▶ [Quoted passage]
Review of “Love & Friendship”: Lavish Jane Austen adaptation — which is told through letters — is a pure pleasure. Rating: 3.5 stars out of 4.
Lady Susan Vernon, the dubious heroine of Jane Austen’s 1790s-era novella “Lady Susan,” is a very accomplished flirt: the sort, an acquaintance notes, who “does not confine herself to that sort of honest flirtation which satisfies most people, but aspires to the more delicious gratification of making a whole family miserable.” She is, in short, someone who would be thoroughly annoying in real life, but quite delightful in fiction — and, in Whit Stillman’s sparkling comedy “Love & Friendship,” on screen.
As played by a splendidly hatted Kate Beckinsale, Susan is a velvet-voiced, prettily smiling schemer; a young widow seeking well-positioned husbands for herself and her daughter Frederica (Morfydd Clark) while depending on the hospitality of others. (“We don’t live,” she notes, of herself and Frederica. “We visit.”) As the film begins, she is preparing to descend upon the country estate of her late husband’s brother. Chaos, in that wonderfully orderly Austen way, ensues.

▶ [List of tasks]
1. List every person or character, real or fictional, whom the film review names.
2. Carry on the review of "Love & Friendship" from its final sentence, keeping its tone.
The records that come after this point have no connection to the film review.

▶ [The data]
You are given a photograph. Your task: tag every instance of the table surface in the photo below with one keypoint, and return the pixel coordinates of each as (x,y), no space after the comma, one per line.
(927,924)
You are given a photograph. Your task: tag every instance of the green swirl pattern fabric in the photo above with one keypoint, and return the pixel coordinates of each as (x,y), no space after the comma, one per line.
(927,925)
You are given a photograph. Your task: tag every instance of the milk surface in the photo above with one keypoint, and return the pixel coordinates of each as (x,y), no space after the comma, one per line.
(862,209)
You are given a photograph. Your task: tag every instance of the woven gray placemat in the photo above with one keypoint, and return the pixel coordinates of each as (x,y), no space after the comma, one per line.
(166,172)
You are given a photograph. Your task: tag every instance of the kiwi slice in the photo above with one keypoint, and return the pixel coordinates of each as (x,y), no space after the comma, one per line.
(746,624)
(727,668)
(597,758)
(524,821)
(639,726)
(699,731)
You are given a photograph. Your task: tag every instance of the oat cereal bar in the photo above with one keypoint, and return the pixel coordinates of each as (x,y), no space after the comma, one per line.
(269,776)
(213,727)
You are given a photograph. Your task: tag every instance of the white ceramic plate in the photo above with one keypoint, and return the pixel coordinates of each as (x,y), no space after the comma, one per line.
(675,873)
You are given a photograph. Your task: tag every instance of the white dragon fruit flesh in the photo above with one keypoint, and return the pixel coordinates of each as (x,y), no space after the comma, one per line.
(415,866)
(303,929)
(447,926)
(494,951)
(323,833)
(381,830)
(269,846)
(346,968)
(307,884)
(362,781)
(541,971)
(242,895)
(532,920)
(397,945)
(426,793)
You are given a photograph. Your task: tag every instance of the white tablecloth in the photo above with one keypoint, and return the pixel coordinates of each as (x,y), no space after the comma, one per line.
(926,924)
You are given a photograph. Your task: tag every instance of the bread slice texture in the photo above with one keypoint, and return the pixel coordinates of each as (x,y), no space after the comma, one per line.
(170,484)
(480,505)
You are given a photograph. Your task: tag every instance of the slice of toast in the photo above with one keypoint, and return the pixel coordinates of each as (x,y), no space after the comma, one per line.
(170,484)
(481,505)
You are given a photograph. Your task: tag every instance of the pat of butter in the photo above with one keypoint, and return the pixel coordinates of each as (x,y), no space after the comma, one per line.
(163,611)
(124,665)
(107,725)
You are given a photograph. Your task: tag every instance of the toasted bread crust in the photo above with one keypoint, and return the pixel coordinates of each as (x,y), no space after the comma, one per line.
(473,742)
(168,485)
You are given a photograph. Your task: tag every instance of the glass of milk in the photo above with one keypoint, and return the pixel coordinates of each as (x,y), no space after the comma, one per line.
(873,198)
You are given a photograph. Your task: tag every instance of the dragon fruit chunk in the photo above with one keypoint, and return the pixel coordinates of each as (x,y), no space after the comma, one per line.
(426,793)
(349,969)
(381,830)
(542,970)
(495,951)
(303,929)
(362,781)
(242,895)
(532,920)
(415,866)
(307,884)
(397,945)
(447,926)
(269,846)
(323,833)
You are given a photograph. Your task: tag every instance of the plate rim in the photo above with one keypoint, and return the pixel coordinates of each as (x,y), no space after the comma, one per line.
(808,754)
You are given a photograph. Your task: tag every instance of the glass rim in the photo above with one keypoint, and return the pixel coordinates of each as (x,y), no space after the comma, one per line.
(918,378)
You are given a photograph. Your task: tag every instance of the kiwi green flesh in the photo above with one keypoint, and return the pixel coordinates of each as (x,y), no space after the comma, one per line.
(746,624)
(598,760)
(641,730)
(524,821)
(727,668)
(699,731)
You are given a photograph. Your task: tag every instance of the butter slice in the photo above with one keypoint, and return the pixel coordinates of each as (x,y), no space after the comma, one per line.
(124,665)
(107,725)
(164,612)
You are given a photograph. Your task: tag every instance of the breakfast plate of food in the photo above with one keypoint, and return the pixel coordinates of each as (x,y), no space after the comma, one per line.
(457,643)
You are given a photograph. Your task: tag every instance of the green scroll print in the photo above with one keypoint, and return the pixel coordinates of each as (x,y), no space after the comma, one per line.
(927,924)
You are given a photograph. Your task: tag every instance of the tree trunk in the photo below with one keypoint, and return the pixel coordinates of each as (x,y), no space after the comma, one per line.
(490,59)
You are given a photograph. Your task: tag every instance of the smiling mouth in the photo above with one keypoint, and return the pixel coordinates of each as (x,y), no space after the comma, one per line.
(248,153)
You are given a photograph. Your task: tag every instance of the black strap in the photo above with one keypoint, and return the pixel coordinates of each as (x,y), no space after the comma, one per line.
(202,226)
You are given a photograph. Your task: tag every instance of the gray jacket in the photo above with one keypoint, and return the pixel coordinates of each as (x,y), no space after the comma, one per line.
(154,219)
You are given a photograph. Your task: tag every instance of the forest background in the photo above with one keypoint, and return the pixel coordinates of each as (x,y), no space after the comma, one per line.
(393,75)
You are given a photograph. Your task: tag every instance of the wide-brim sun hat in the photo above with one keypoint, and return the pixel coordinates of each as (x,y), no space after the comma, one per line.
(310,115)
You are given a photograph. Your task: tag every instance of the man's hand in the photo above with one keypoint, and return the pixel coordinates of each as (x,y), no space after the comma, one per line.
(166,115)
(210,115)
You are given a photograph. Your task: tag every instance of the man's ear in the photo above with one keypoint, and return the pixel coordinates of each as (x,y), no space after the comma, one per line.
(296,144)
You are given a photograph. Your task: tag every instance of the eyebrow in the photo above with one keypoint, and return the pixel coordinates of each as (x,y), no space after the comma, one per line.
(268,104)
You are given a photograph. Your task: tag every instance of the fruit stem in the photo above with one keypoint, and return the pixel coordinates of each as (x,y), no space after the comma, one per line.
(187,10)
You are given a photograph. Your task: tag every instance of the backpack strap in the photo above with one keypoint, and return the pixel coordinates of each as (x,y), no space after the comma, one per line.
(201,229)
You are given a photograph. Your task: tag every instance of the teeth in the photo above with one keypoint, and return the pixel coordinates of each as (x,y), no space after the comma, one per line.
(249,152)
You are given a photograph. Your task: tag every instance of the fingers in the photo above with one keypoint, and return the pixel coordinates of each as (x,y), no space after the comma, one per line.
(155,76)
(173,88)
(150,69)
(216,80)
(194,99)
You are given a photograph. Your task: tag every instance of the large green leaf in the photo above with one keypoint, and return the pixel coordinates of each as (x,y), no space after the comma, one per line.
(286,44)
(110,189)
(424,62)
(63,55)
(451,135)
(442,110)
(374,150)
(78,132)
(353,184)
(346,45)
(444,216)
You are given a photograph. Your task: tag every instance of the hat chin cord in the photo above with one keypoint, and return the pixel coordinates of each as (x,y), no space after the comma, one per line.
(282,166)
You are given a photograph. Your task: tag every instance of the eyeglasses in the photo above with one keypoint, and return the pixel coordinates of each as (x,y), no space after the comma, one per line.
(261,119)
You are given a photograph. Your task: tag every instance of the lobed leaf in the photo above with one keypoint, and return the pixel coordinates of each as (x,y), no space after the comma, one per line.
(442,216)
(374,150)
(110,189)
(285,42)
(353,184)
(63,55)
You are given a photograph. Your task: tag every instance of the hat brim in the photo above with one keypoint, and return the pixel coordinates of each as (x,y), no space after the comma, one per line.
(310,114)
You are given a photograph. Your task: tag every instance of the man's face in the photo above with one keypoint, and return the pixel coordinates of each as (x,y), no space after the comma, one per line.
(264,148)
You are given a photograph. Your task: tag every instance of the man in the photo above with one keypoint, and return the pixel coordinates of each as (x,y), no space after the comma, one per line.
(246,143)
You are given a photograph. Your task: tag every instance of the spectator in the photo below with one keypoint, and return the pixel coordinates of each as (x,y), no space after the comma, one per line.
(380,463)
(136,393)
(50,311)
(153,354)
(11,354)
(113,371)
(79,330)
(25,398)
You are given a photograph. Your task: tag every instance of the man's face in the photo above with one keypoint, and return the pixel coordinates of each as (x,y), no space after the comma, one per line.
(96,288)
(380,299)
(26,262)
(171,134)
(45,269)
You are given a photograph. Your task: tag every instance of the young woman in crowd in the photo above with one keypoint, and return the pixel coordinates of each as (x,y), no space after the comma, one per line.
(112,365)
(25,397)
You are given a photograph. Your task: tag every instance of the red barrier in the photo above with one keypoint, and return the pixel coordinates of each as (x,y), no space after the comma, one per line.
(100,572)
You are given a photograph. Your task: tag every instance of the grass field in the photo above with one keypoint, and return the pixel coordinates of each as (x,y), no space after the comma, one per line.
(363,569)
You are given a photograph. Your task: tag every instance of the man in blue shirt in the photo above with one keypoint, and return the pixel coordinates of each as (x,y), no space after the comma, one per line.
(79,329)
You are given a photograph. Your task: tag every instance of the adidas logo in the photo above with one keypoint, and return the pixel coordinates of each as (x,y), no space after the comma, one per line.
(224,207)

▶ [Solved problems]
1. Jane Austen, Lady Susan Vernon, Whit Stillman, Kate Beckinsale, Frederica, Morfydd Clark

2.
“Lady Susan,” a brief early work unpublished during Austen’s lifetime, is told almost entirely through letters, and Stillman appropriately borrows that convention — I can’t think when I last saw a movie with so much handwriting in it, both in props and on the screen. (He also borrowed the title from a juvenile story from the author, charmingly misspelled by a teenage Austen as “Love and Freindship.”) While you wish there were a little more to it, and that the wonderful Stephen Fry (who nibbles at the edge of this film like a cat with a newspaper) had more to do, “Love & Friendship” is pure pleasure, from the lavishly precise sets and costumes to the pitch-perfect tone. It’s self-consciously mannered and merrily playful; a mixture that Austen herself might find just right.
Movie Review ★★★½
‘Love & Friendship,’ with Kate Beckinsale, Xavier Samuel, Morfydd Clark, Emma Greenwell, Tom Bennett, James Fleet, Chloë Sevigny, Stephen Fry. Written and directed by Whit Stillman, based on the novella “Lady Susan” by Jane Austen. 93 minutes. Rated PG for some thematic elements. Several theaters.